Word for word, transcribe the lines from the one containing "point: eyebrow -- a" through the end of the entries, both included, and nothing else.

-- START OF Record excerpts --

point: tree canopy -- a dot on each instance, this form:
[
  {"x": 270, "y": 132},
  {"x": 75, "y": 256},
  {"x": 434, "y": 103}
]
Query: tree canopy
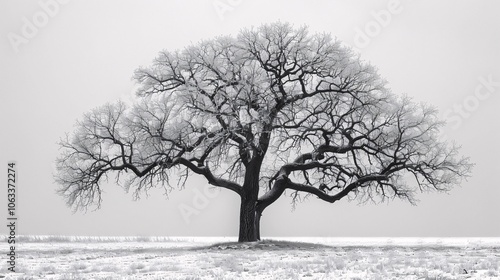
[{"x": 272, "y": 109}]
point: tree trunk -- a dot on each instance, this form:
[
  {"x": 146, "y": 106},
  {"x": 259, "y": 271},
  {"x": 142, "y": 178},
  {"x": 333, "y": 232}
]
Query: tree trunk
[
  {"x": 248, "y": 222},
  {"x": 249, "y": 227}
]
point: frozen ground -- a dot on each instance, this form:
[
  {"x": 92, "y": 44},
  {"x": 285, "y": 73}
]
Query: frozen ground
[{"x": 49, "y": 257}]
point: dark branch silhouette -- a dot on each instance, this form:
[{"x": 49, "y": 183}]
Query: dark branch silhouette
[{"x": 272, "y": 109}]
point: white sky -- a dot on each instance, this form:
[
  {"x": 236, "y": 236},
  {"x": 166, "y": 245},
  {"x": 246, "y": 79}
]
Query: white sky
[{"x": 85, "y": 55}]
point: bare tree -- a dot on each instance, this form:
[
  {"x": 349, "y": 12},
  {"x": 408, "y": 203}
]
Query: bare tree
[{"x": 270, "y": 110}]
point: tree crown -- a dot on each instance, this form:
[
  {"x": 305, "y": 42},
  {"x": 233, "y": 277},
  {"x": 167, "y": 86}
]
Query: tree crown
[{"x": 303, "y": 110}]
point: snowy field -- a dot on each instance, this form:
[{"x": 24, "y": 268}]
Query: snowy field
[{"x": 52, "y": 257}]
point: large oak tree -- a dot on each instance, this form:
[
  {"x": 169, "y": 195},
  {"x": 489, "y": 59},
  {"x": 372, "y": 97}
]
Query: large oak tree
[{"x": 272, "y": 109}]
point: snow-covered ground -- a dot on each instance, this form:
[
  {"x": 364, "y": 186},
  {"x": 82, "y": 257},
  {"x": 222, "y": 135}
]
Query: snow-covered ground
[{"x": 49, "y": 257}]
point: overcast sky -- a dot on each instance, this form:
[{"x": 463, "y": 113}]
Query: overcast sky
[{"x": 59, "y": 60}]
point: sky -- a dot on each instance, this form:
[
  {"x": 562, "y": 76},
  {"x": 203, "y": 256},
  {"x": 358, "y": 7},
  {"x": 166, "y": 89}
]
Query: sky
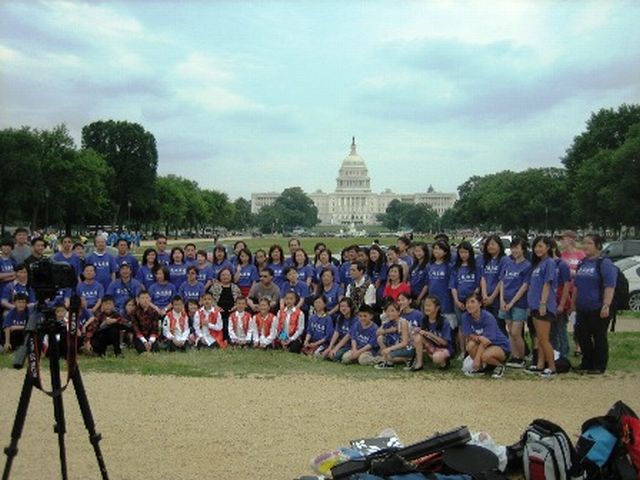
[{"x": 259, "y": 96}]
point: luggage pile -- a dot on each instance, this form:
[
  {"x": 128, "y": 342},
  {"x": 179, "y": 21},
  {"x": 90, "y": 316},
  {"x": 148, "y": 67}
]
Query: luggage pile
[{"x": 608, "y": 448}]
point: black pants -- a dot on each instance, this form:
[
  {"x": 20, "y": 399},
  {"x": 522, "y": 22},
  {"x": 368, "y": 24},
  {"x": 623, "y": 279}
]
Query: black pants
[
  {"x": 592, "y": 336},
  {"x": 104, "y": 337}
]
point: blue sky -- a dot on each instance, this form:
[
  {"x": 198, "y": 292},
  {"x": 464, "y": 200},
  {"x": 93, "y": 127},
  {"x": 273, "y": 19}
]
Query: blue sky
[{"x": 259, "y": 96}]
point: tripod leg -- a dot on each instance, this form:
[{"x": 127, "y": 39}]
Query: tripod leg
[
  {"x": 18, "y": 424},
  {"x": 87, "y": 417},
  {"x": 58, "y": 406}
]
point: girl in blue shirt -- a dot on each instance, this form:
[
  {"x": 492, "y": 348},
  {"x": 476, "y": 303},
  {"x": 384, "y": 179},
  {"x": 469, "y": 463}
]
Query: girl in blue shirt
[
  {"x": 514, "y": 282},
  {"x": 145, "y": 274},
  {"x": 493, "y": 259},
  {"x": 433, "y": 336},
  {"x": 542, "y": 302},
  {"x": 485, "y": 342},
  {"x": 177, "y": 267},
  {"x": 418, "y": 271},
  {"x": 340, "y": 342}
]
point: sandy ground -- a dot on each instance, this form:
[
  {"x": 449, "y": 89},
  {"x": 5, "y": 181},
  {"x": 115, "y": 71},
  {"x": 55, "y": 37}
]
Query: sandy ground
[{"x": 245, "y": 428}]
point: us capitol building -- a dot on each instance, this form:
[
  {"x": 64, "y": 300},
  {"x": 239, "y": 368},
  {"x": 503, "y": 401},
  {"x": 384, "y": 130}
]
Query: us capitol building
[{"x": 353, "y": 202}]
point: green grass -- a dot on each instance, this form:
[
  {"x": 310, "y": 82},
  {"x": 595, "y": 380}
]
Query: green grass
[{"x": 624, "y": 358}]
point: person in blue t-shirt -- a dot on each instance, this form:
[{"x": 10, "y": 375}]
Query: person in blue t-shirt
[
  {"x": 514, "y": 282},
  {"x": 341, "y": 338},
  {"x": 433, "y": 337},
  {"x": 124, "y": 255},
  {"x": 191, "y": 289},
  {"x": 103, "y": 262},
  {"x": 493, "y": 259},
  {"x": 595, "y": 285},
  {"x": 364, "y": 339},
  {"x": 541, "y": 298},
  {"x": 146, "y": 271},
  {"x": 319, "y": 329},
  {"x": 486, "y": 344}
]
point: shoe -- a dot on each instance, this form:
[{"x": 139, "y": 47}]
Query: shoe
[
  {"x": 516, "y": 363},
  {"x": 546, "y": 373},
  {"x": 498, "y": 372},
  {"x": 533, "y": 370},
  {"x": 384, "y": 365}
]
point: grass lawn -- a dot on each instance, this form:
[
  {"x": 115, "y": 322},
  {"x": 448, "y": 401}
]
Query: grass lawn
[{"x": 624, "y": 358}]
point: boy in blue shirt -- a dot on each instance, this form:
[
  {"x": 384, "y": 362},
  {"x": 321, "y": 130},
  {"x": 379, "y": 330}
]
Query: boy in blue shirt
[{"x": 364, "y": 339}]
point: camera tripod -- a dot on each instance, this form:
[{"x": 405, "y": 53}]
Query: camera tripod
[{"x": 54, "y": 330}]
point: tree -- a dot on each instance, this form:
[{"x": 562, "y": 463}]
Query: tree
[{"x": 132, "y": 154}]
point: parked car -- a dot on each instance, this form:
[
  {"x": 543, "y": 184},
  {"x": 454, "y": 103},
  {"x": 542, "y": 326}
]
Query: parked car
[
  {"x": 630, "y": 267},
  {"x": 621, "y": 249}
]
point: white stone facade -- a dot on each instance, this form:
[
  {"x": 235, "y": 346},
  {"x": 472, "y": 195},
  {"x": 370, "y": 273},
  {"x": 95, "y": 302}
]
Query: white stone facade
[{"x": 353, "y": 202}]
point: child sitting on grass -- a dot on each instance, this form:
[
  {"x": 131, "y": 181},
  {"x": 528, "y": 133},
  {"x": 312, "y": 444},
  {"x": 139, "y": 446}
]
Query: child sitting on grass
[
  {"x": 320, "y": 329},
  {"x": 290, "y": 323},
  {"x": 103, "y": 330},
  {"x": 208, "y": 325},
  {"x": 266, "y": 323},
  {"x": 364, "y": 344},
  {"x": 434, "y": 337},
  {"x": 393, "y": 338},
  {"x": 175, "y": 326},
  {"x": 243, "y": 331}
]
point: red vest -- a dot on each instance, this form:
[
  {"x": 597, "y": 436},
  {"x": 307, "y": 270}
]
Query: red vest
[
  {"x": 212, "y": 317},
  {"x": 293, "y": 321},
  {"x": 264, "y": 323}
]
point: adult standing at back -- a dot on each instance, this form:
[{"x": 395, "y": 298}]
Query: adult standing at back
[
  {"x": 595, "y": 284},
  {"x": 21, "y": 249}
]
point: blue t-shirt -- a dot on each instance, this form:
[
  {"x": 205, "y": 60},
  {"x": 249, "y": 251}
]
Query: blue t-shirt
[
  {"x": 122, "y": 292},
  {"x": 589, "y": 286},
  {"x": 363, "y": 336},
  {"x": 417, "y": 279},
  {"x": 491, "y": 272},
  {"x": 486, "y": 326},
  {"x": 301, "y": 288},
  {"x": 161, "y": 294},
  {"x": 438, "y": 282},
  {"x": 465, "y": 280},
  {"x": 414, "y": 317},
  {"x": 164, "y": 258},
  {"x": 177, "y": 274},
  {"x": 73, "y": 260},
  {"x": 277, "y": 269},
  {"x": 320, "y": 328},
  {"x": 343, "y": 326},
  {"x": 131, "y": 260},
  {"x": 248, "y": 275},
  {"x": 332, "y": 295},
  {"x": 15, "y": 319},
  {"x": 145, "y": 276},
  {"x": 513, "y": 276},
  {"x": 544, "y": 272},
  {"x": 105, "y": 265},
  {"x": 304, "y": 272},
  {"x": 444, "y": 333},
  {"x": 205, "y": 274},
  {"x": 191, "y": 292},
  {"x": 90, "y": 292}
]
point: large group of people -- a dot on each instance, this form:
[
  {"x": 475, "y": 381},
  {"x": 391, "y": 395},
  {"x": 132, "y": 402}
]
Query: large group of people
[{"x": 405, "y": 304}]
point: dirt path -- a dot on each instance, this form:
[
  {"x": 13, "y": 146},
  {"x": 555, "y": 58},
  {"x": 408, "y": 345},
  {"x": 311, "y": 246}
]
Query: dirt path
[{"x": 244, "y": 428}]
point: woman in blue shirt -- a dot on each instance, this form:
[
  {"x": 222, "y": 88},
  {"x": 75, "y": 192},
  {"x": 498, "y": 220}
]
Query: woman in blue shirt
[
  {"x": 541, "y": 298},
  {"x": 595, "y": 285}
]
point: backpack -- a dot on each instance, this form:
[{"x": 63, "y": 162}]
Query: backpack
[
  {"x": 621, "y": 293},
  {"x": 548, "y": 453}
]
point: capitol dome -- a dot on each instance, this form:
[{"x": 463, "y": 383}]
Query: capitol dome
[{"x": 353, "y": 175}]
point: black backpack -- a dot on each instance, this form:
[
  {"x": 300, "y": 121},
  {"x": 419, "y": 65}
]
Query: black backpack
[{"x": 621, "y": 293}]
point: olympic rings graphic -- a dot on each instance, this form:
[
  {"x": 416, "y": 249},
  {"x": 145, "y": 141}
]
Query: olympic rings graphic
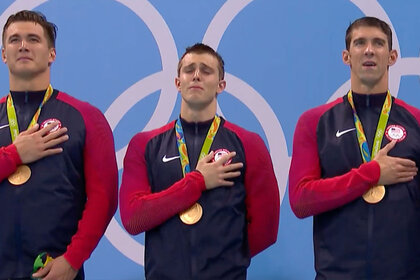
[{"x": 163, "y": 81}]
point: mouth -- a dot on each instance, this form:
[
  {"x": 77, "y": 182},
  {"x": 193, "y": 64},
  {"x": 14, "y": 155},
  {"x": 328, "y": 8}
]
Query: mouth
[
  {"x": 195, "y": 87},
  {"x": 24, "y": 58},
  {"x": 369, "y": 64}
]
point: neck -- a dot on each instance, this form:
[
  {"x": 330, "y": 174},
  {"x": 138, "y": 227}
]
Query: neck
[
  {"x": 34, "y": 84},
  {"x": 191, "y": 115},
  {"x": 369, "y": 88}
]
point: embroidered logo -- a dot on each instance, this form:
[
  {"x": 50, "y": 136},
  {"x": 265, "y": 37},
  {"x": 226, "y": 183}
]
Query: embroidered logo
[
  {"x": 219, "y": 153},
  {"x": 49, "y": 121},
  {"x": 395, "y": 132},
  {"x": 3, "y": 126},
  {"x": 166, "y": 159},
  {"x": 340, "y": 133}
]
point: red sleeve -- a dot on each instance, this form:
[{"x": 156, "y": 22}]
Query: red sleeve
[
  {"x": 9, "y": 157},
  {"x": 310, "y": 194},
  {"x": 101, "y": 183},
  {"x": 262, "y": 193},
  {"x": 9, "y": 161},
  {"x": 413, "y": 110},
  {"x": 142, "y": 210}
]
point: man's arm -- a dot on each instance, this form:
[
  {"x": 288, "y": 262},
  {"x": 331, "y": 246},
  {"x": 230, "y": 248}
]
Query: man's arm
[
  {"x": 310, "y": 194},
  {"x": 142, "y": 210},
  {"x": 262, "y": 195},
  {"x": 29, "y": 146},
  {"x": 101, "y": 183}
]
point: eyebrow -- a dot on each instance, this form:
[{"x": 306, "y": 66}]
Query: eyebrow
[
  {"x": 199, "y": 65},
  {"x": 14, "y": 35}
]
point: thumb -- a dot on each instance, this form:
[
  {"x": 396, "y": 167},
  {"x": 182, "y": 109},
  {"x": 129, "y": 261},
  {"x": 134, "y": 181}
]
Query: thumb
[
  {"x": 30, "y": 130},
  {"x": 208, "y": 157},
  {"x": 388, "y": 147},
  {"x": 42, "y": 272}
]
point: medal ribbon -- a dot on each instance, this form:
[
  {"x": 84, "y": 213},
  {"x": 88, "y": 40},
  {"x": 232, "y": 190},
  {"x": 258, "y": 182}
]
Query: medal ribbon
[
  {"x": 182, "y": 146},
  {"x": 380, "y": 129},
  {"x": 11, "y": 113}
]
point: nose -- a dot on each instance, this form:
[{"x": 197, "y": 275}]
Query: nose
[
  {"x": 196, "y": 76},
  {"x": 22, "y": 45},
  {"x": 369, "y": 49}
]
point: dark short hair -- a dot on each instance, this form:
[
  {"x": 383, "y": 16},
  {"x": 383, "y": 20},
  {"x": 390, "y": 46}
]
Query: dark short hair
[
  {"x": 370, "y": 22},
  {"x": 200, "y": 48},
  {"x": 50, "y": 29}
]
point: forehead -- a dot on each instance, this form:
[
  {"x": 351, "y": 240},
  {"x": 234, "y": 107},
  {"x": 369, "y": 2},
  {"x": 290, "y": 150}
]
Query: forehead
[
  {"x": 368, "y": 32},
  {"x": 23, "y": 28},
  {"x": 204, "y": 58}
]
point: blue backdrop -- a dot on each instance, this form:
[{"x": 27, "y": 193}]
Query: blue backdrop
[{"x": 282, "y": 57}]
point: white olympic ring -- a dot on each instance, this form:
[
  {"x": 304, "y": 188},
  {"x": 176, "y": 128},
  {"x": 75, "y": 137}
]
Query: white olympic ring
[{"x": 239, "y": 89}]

-- END OF Record excerpts --

**Finished answer:**
point: eyebrow -- a dot on each instance, this form:
[{"x": 306, "y": 66}]
Query: eyebrow
[
  {"x": 199, "y": 65},
  {"x": 14, "y": 35}
]
point: thumb -- a dot on each instance, this form:
[
  {"x": 396, "y": 167},
  {"x": 182, "y": 109},
  {"x": 129, "y": 261},
  {"x": 134, "y": 181}
]
Query: thumb
[
  {"x": 30, "y": 130},
  {"x": 208, "y": 157},
  {"x": 388, "y": 147},
  {"x": 42, "y": 272}
]
point: medal ribbon -- a dot on each instance, this form:
[
  {"x": 84, "y": 213},
  {"x": 88, "y": 40},
  {"x": 232, "y": 190},
  {"x": 258, "y": 182}
]
Query: medal ribbon
[
  {"x": 182, "y": 146},
  {"x": 380, "y": 129},
  {"x": 11, "y": 113}
]
point: nose -- a dot on each instance, this form:
[{"x": 197, "y": 275}]
Query: nose
[
  {"x": 196, "y": 76},
  {"x": 22, "y": 45},
  {"x": 369, "y": 49}
]
point: dark short hair -- a dot on each instance, this form:
[
  {"x": 383, "y": 16},
  {"x": 383, "y": 20},
  {"x": 390, "y": 46}
]
Query: dark short hair
[
  {"x": 370, "y": 22},
  {"x": 200, "y": 48},
  {"x": 50, "y": 29}
]
point: forehead -- a dot on each instance, this form:
[
  {"x": 351, "y": 240},
  {"x": 234, "y": 107},
  {"x": 369, "y": 2},
  {"x": 290, "y": 150}
]
Query: forehead
[
  {"x": 368, "y": 32},
  {"x": 23, "y": 28},
  {"x": 204, "y": 58}
]
point: blue backdrop -- a dot on each instance, this form:
[{"x": 27, "y": 193}]
Query: blue backdrop
[{"x": 282, "y": 57}]
point: white olympic ring -- a dot on each instance, this form:
[
  {"x": 304, "y": 188},
  {"x": 176, "y": 128},
  {"x": 75, "y": 137}
]
Query: white olympic ring
[{"x": 239, "y": 89}]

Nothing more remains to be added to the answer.